**Data shown**
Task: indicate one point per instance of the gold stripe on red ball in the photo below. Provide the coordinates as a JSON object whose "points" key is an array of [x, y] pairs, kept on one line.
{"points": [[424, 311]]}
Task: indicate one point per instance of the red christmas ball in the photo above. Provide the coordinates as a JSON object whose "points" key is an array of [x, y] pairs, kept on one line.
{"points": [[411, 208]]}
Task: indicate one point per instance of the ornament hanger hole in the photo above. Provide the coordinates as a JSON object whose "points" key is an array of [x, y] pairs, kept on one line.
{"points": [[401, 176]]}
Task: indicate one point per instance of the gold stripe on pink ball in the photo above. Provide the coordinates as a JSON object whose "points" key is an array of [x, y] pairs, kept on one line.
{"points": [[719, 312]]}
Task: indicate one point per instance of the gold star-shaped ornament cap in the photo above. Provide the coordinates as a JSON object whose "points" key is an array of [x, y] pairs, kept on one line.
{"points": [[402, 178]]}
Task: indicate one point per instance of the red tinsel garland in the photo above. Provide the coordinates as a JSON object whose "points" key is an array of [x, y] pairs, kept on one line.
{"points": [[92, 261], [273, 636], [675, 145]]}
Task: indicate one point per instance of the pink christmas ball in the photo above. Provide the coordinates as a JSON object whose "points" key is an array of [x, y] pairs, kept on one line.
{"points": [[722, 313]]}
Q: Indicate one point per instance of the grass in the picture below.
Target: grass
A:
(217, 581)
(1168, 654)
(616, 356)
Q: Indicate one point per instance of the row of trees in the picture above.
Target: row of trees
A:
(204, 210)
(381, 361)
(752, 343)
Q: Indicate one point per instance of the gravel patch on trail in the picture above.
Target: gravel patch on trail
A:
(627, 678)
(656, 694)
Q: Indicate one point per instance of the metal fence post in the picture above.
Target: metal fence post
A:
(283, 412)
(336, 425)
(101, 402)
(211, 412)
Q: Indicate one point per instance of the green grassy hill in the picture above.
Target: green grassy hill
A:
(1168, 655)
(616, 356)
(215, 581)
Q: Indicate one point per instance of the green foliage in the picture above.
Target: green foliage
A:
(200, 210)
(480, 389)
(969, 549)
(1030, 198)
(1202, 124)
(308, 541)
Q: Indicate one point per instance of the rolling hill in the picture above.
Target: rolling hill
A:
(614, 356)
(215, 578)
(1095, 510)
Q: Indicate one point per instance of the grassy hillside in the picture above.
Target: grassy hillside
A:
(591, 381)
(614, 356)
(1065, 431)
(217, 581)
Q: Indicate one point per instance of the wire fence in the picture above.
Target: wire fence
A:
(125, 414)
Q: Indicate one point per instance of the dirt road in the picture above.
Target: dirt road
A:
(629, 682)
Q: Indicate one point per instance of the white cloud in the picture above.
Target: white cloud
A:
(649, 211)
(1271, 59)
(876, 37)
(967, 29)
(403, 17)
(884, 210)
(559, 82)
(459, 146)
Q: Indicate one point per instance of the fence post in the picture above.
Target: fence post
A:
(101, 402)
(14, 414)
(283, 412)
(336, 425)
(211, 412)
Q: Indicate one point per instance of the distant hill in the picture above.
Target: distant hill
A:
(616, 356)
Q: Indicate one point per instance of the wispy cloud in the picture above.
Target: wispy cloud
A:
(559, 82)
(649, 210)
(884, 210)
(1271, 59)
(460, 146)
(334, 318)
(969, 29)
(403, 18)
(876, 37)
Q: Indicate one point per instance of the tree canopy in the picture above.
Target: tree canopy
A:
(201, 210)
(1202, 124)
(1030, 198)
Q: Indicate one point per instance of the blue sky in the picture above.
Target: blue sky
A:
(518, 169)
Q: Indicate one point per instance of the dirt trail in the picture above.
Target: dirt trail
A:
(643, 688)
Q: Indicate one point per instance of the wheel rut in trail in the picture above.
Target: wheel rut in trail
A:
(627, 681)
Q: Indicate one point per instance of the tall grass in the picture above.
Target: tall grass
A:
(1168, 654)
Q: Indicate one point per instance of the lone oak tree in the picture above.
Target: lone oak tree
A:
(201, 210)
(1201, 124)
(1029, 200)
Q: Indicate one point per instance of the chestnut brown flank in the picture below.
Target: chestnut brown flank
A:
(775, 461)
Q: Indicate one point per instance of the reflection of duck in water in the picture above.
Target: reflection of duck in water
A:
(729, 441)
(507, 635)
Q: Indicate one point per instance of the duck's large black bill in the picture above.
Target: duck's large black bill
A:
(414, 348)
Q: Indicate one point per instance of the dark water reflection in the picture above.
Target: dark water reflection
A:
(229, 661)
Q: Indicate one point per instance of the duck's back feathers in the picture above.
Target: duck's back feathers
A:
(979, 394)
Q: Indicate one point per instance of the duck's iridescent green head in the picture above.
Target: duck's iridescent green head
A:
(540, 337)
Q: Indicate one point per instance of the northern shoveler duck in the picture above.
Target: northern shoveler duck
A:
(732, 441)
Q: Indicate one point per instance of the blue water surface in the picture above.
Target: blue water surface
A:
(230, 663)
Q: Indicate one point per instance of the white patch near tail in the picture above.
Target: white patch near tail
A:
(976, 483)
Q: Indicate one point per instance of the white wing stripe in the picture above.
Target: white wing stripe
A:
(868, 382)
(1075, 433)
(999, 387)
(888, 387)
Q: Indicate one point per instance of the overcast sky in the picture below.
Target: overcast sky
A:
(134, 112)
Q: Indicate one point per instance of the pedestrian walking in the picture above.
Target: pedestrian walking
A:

**Work to be completed**
Please copy everything from the line containing "Q: Indicate one point per instance of the overcast" down through the last line of the records, unchanged.

**Output of the task**
Q: Indicate one point per instance of the overcast sky in the picture below.
Target: overcast sky
A:
(134, 112)
Q: Indicate one point per instance of the pedestrian walking in the picture above.
Target: pedestrian walking
A:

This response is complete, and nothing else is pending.